MR-PRESSO (Mendelian Randomization Pleiotropy RESidual Sum and Outlier) is designed to detect and correct for horizontal pleiotropy. Implementing MR-PRESSO from scratch is complex, but I'll provide a basic idea of how outlier detection might be done.

      
        import numpy as np
        from numpy.linalg import eig, inv
        
        # Define the matrix power function using eigen decomposition
        def matrix_power_eig(x, n):
            values, vectors = eig(x)
            return vectors @ np.diag(values**n) @ vectors.T
        
        # Define the getRSS_LOO function
        def getRSS_LOO(BetaOutcome, BetaExposure, data, returnIV):
            dataW = data[[BetaOutcome] + BetaExposure].multiply(np.sqrt(data["Weights"]), axis="index")
            X = dataW[BetaExposure].values
            Y = dataW[BetaOutcome].values.reshape(-1, 1)
            
            CausalEstimate_LOO = np.array([
                inv(X[:i].T @ X[:i] + X[i+1:].T @ X[i+1:]) @ (X[:i].T @ Y[:i] + X[i+1:].T @ Y[i+1:])
                for i in range(len(dataW))
            ]).squeeze()
            
            if len(BetaExposure) == 1:
                RSS = np.sum((Y.flatten() - CausalEstimate_LOO * X.flatten())**2)
            else:
                RSS = np.sum((Y - np.sum(CausalEstimate_LOO[:, np.newaxis] * X, axis=1)[:, np.newaxis])**2)
            
            if returnIV:
                return RSS, CausalEstimate_LOO
            return RSS
        
        # Example of usage:
        # BetaOutcome = 'outcome_variable_name'
        # BetaExposure = ['exposure_variable_1', 'exposure_variable_2', ...]
        # data = pd.DataFrame(data) # Assuming data is already a pandas DataFrame with appropriate columns and weights
        # returnIV = True or False depending on whether you want the IVs returned
        
        # Call the function
        # rss_loo = getRSS_LOO(BetaOutcome, BetaExposure, data, returnIV)

- - - -

**QUESTIONS ON THE MATERIAL**
1. According to the MR-PRESSO excerpt, what does the name MR-PRESSO stand for?
2. Shorten the paragraph of the MR-PRESSO excerpt that begins "MR-PRESSO (Mendelian Randomization" into one sentence, keeping its main facts.

**EXCERPTED RECORDS**

- - - -

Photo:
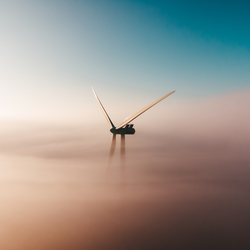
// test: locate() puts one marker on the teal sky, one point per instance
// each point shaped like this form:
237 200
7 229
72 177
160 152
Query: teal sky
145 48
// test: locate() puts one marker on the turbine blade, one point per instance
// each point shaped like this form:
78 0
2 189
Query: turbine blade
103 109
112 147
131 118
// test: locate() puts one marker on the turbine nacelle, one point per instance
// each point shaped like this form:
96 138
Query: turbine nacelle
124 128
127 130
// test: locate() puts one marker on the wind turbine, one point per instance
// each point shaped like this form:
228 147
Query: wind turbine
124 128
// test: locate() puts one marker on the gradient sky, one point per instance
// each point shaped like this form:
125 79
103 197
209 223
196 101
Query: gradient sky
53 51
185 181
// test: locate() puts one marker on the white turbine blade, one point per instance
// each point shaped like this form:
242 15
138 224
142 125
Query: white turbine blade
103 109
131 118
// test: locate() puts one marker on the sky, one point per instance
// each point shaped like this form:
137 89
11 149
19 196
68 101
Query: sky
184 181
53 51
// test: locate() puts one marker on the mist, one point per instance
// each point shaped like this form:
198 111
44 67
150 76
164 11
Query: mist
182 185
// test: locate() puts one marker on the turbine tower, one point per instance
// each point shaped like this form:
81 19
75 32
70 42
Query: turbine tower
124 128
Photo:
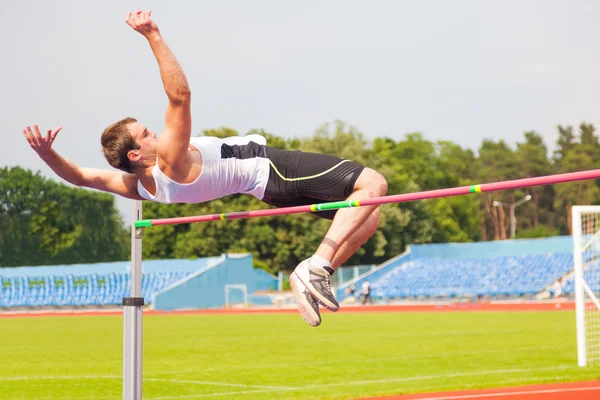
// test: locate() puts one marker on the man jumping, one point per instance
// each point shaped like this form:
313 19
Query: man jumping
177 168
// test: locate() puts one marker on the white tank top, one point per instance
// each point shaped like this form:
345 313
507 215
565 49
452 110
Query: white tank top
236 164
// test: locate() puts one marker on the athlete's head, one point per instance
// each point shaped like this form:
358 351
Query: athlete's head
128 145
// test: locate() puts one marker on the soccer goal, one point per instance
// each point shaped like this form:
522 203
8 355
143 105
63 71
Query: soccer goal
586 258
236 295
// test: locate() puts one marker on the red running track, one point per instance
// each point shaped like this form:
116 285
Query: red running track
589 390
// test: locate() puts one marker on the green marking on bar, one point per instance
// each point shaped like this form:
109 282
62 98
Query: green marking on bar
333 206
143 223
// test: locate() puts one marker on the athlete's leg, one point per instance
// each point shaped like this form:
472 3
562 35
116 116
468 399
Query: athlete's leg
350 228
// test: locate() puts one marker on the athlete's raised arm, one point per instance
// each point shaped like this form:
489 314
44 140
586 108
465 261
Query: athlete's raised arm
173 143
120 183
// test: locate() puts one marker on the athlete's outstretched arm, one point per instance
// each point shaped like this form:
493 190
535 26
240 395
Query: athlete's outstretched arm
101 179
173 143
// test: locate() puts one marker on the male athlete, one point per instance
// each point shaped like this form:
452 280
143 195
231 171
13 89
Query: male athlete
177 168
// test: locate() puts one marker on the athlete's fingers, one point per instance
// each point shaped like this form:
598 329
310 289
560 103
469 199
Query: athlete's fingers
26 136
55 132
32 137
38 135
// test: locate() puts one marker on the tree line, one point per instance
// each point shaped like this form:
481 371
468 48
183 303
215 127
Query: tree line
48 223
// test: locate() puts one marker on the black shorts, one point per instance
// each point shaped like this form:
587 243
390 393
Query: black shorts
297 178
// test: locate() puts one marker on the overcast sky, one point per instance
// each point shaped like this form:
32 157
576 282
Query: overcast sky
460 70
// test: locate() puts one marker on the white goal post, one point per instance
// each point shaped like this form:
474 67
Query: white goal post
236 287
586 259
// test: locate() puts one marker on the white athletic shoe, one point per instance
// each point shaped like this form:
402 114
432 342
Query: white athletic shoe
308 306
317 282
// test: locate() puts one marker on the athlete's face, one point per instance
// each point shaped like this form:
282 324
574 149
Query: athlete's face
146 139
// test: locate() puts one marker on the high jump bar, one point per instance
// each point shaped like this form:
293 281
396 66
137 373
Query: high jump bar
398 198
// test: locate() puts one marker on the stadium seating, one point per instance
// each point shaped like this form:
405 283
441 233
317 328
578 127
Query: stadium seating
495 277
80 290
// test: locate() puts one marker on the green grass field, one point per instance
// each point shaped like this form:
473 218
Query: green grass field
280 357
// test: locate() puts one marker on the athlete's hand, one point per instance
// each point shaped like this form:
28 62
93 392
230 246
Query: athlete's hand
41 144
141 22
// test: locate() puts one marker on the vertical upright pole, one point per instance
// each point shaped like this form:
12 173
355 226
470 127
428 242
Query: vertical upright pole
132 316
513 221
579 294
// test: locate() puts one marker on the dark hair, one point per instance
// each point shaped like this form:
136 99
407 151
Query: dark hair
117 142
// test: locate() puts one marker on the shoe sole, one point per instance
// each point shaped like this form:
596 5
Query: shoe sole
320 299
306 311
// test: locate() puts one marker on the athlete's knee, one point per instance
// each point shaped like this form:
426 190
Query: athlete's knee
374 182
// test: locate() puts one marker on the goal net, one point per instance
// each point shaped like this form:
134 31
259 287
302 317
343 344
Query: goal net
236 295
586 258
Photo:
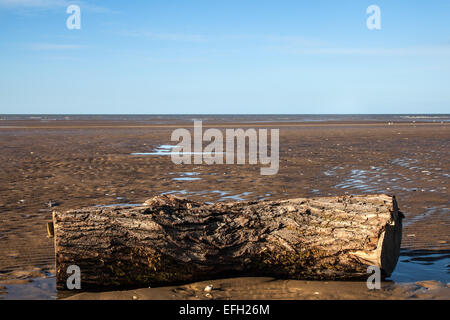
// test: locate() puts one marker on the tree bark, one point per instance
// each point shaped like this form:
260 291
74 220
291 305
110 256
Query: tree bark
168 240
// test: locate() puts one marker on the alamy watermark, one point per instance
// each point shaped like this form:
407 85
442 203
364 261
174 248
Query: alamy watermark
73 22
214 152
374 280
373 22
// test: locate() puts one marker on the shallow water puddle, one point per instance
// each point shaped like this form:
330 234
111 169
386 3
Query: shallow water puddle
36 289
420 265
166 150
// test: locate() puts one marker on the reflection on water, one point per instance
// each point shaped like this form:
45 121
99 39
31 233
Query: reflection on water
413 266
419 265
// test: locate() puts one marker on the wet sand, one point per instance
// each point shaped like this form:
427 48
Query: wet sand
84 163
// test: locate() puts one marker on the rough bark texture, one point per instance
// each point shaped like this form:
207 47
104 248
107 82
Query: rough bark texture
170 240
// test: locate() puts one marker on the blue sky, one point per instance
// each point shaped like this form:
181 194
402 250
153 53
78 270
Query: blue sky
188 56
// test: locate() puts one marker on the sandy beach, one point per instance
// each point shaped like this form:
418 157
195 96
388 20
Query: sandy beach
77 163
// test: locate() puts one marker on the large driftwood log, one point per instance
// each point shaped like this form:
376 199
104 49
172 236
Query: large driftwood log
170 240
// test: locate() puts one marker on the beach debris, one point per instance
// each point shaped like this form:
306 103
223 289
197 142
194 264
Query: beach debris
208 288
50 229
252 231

- - - -

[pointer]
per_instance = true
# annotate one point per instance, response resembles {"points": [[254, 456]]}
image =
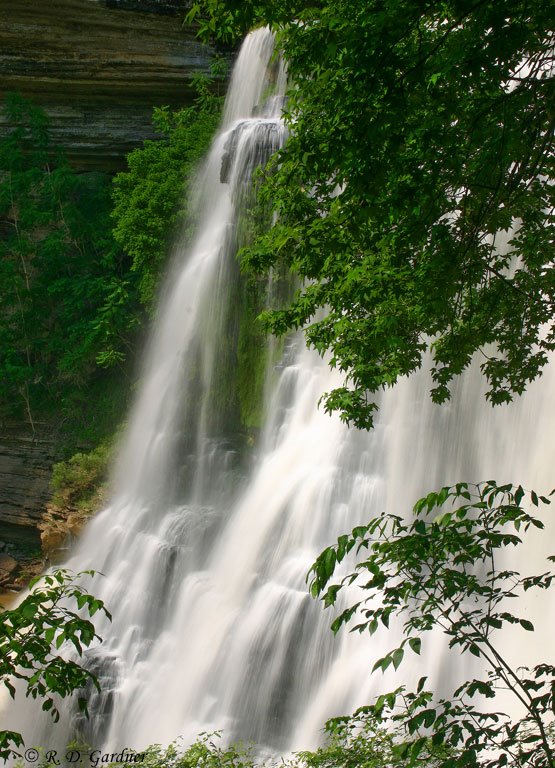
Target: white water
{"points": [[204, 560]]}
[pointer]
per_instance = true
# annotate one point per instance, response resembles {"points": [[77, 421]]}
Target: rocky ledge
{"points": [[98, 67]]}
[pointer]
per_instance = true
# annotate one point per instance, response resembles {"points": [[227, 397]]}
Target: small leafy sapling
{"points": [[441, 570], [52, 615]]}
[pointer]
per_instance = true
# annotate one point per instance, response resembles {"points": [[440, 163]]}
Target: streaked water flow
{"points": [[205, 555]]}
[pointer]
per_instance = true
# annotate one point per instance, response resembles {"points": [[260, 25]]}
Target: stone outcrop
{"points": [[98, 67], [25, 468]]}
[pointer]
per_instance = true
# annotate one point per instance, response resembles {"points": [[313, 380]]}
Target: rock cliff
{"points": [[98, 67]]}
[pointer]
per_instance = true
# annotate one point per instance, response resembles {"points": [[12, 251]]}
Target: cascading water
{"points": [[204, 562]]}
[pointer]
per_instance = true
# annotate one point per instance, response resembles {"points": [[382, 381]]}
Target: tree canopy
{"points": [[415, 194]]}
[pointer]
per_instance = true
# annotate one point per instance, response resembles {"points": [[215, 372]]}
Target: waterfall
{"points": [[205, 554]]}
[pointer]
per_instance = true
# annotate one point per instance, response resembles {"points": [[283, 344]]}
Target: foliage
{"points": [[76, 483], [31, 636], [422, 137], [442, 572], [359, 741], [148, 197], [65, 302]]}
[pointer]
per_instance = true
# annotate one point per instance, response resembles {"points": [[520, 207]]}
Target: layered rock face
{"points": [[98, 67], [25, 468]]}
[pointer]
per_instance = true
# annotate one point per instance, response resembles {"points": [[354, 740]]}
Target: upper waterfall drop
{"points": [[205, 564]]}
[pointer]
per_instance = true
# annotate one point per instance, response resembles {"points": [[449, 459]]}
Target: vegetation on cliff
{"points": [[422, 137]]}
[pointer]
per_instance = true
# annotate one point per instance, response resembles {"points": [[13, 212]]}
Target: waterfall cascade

- - - -

**RESPONSES TO THE TASKS**
1. Mendelian Randomization Pleiotropy RESidual Sum and Outlier

2. MR-PRESSO (Mendelian Randomization Pleiotropy RESidual Sum and Outlier) detects and corrects for horizontal pleiotropy, and because a full implementation is complex, only a basic idea of its outlier detection is offered.